=== Work to complete ===
Every entry must be echoed exactly.

Data records
Start
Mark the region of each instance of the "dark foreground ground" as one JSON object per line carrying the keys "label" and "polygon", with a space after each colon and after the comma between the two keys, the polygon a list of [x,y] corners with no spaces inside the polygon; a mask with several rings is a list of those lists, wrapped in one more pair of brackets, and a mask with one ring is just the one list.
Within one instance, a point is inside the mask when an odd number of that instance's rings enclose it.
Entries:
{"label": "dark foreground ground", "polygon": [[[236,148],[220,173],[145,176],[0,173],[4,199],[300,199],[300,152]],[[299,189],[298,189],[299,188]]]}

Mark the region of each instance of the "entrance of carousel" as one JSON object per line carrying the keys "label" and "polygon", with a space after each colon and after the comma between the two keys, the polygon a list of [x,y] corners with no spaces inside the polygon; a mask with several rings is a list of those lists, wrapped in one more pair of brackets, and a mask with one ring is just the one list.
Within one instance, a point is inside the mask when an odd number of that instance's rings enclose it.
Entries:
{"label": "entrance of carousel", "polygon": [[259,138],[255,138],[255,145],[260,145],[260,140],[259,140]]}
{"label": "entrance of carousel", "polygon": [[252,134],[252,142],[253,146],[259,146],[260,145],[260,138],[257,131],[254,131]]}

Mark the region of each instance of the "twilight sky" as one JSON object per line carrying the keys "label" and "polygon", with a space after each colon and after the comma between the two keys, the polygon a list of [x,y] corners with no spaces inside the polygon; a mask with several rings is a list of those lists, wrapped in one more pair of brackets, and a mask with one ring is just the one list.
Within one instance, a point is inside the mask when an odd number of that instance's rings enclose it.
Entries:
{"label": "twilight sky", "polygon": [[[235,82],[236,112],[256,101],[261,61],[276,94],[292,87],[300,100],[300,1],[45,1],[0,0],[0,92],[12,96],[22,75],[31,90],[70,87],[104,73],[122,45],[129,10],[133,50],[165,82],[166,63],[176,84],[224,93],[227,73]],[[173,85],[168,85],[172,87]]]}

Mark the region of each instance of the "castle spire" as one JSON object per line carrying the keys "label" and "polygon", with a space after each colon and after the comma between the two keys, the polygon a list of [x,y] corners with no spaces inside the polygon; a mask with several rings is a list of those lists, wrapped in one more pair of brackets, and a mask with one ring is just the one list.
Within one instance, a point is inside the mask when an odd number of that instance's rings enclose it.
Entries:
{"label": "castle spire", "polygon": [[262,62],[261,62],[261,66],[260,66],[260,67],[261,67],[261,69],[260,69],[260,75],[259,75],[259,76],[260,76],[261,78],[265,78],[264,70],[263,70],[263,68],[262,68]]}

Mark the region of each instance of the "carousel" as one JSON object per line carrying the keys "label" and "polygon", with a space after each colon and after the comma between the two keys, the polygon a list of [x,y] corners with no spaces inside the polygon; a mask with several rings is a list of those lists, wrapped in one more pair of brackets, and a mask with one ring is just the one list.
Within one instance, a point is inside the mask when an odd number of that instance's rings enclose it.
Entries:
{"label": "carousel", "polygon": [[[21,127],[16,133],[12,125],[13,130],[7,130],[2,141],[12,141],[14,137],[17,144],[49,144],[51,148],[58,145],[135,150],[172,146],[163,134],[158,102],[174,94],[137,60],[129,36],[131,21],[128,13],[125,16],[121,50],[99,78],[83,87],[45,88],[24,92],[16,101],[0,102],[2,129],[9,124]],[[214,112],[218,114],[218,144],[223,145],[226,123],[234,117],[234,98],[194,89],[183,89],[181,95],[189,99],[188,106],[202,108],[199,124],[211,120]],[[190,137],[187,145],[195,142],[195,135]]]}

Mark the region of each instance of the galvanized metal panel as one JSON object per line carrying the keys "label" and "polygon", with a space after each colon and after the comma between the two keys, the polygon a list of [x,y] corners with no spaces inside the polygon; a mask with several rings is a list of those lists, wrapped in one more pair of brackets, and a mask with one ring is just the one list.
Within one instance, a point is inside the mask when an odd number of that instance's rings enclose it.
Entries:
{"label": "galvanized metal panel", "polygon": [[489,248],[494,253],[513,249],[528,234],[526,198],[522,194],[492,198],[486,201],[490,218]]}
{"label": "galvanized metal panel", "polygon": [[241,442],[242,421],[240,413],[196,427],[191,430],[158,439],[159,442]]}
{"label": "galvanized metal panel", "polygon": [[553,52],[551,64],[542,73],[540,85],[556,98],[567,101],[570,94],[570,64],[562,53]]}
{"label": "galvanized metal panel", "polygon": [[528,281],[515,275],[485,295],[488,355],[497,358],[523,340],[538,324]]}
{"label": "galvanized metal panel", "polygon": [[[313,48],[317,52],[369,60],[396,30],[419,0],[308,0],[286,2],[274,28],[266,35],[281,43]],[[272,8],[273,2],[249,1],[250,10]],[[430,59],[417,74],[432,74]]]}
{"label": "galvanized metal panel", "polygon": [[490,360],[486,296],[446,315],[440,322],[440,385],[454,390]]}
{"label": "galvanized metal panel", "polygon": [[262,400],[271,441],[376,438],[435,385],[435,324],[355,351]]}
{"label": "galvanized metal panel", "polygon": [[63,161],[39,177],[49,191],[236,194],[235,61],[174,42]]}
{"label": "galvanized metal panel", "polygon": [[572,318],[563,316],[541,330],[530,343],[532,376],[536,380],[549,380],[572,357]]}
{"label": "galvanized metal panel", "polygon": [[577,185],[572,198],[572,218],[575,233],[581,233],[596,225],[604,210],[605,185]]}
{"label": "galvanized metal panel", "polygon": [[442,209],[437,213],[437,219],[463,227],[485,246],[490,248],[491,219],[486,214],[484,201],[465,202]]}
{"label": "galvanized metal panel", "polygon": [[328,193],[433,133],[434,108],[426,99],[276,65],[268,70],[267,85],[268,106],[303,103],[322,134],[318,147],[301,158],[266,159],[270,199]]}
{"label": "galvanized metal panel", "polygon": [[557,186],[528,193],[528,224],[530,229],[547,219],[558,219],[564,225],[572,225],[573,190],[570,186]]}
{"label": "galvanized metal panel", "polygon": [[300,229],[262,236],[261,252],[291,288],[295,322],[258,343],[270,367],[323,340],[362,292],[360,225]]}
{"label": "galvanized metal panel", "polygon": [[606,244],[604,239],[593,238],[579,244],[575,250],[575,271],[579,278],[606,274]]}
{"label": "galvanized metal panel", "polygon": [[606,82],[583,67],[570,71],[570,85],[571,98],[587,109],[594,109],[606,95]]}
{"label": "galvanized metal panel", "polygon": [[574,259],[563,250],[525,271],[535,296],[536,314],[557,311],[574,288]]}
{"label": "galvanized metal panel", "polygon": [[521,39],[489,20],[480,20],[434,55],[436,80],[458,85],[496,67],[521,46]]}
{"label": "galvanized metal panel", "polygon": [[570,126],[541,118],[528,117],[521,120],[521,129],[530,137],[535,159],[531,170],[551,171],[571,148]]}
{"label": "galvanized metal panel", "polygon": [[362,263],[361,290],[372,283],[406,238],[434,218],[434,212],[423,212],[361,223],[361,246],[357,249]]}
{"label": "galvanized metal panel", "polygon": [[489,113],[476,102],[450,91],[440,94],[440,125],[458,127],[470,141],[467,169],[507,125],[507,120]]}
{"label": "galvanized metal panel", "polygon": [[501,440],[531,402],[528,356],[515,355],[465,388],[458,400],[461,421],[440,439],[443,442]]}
End
=== Result of the exercise ===
Mark the region of each instance of the "dark foreground ground" as one JSON object per line carrying the keys "label" and "polygon", with a space after each colon and after the comma between the two keys, the polygon a list of [x,y] corners with no spaces inside the polygon; a mask with several rings is a list of those lists, wrapped in one more pair of brackets, and a mask with one ring is just the one list.
Within one instance, a point is inside the mask when an odd number of that instance's rings enclose it.
Entries:
{"label": "dark foreground ground", "polygon": [[[236,148],[220,173],[145,176],[0,173],[4,199],[300,199],[300,152]],[[299,189],[298,189],[299,188]]]}

Mark the region of each instance of the "entrance of carousel" as one JSON object per line carrying the keys "label" and "polygon", with a space after each colon and after the comma between the two keys, the polygon a list of [x,y] corners with no spaces inside the polygon; a mask with several rings is a list of those lists, wrapped in one more pair of brackets, and a mask with one ring is just the one list.
Within one instance, a point is inside the mask when an odd number of that instance's rings enclose it.
Entries:
{"label": "entrance of carousel", "polygon": [[259,138],[255,138],[255,145],[260,145],[260,140],[259,140]]}
{"label": "entrance of carousel", "polygon": [[252,134],[252,142],[253,146],[259,146],[260,145],[260,138],[257,131],[254,131]]}

Mark the region of each instance of the "twilight sky" as one JSON object per line carrying the keys "label" and "polygon", with a space after each colon and after the comma between the two keys, the polygon a list of [x,y] corners with no spaces inside the polygon; a mask with several rings is a list of those lists, wrapped in one more pair of brackets, and a mask with one ring is just the one list.
Within one instance, a point is inside the mask when an odd number of that instance's rings enclose it.
Entries:
{"label": "twilight sky", "polygon": [[[235,82],[236,112],[256,101],[261,61],[276,94],[292,87],[300,100],[300,1],[45,1],[0,0],[0,92],[12,96],[22,75],[31,90],[70,87],[104,73],[122,45],[129,10],[133,50],[165,82],[166,63],[176,84],[224,93],[227,73]],[[173,85],[168,85],[172,87]]]}

Mark the region of each instance of the "castle spire" as one JSON object per line carrying the keys "label" and "polygon", with a space after each colon and after the comma between the two keys, the polygon a list of [x,y] corners with no spaces inside the polygon; a mask with several rings is a list of those lists, wrapped in one more pair of brackets, and a mask with one ring is just the one list.
Within one instance, a point is inside the mask when an odd number of that instance's rings enclose it.
Entries:
{"label": "castle spire", "polygon": [[262,62],[261,62],[261,66],[260,66],[260,67],[261,67],[261,69],[260,69],[260,75],[259,75],[259,76],[260,76],[261,78],[265,78],[264,70],[263,70],[263,68],[262,68]]}

Mark the region of each instance of the "carousel" as one JSON object per line carrying the keys "label" and "polygon", with a space after each colon and after the comma between the two keys, the polygon a list of [x,y] corners with no spaces inside the polygon; a mask with several rings is a list of those lists, wrapped in one more pair of brackets, and a mask with one ring is just the one list.
Within one instance, a point is inside the mask when an odd number of that instance's rings enclose it.
Entries:
{"label": "carousel", "polygon": [[[21,127],[16,133],[12,125],[13,130],[7,130],[2,141],[12,141],[14,137],[17,144],[49,144],[51,148],[58,145],[135,150],[172,146],[163,134],[158,102],[174,94],[137,60],[129,36],[131,21],[128,13],[125,16],[121,50],[99,78],[83,87],[45,88],[24,92],[16,101],[0,102],[2,129],[9,124]],[[214,112],[218,114],[218,144],[223,145],[226,123],[234,117],[234,98],[194,89],[183,89],[181,95],[189,99],[188,106],[202,108],[199,124],[211,120]],[[190,137],[187,145],[195,142],[195,135]]]}

Mark the region of each instance of the galvanized metal panel as one JSON object per line carrying the keys "label" and "polygon", with a space after each colon and after the comma between the two keys, the polygon a list of [x,y] corners with no spaces inside the polygon; a mask with several rings is a list of those lists, wrapped in one more pair of brackets, and a mask with one ring is just the one list.
Within one instance, a point is inside the mask when an odd number of that instance's rings enclose it.
Entries:
{"label": "galvanized metal panel", "polygon": [[489,248],[494,253],[513,249],[528,234],[526,198],[522,194],[492,198],[486,201],[490,218]]}
{"label": "galvanized metal panel", "polygon": [[241,442],[242,421],[240,413],[196,427],[191,430],[158,439],[159,442]]}
{"label": "galvanized metal panel", "polygon": [[553,52],[551,64],[542,73],[540,85],[556,98],[567,101],[570,94],[570,64],[562,53]]}
{"label": "galvanized metal panel", "polygon": [[528,281],[515,275],[485,295],[488,355],[497,358],[523,340],[538,324]]}
{"label": "galvanized metal panel", "polygon": [[[313,48],[317,52],[369,60],[396,30],[419,0],[308,0],[286,2],[274,28],[266,35],[281,43]],[[272,8],[273,2],[249,1],[250,10]],[[430,59],[417,74],[432,74]]]}
{"label": "galvanized metal panel", "polygon": [[490,360],[486,296],[446,315],[440,322],[440,385],[454,390]]}
{"label": "galvanized metal panel", "polygon": [[262,400],[271,441],[376,438],[435,385],[435,324],[355,351]]}
{"label": "galvanized metal panel", "polygon": [[63,161],[39,177],[49,191],[236,194],[235,61],[174,42]]}
{"label": "galvanized metal panel", "polygon": [[572,318],[563,316],[541,330],[530,343],[532,376],[536,380],[549,380],[572,357]]}
{"label": "galvanized metal panel", "polygon": [[577,185],[572,198],[572,218],[575,233],[581,233],[596,225],[604,210],[605,185]]}
{"label": "galvanized metal panel", "polygon": [[442,209],[437,213],[437,219],[463,227],[485,246],[490,248],[491,219],[486,214],[484,201],[465,202]]}
{"label": "galvanized metal panel", "polygon": [[328,193],[433,133],[434,108],[426,99],[276,65],[268,70],[267,85],[268,106],[303,103],[322,134],[318,147],[301,158],[266,159],[270,199]]}
{"label": "galvanized metal panel", "polygon": [[557,186],[528,193],[528,224],[530,229],[547,219],[558,219],[564,225],[572,225],[573,190],[570,186]]}
{"label": "galvanized metal panel", "polygon": [[300,229],[262,236],[261,252],[291,288],[295,322],[258,343],[270,367],[323,340],[362,292],[360,225]]}
{"label": "galvanized metal panel", "polygon": [[606,244],[604,239],[593,238],[579,244],[575,250],[575,271],[579,278],[606,274]]}
{"label": "galvanized metal panel", "polygon": [[606,82],[583,67],[570,71],[570,85],[571,98],[587,109],[594,109],[606,95]]}
{"label": "galvanized metal panel", "polygon": [[574,259],[563,250],[525,271],[535,296],[536,314],[557,311],[574,288]]}
{"label": "galvanized metal panel", "polygon": [[521,39],[489,20],[480,20],[434,55],[436,80],[458,85],[496,67],[521,46]]}
{"label": "galvanized metal panel", "polygon": [[570,126],[541,118],[528,117],[521,120],[521,129],[530,137],[535,159],[531,170],[551,171],[571,148]]}
{"label": "galvanized metal panel", "polygon": [[362,263],[361,290],[372,283],[406,238],[434,218],[434,212],[423,212],[361,223],[361,246],[357,249]]}
{"label": "galvanized metal panel", "polygon": [[489,113],[476,102],[450,91],[440,94],[440,125],[458,127],[470,141],[467,169],[507,125],[507,120]]}
{"label": "galvanized metal panel", "polygon": [[501,440],[531,402],[528,356],[515,355],[465,388],[458,400],[461,421],[440,439],[443,442]]}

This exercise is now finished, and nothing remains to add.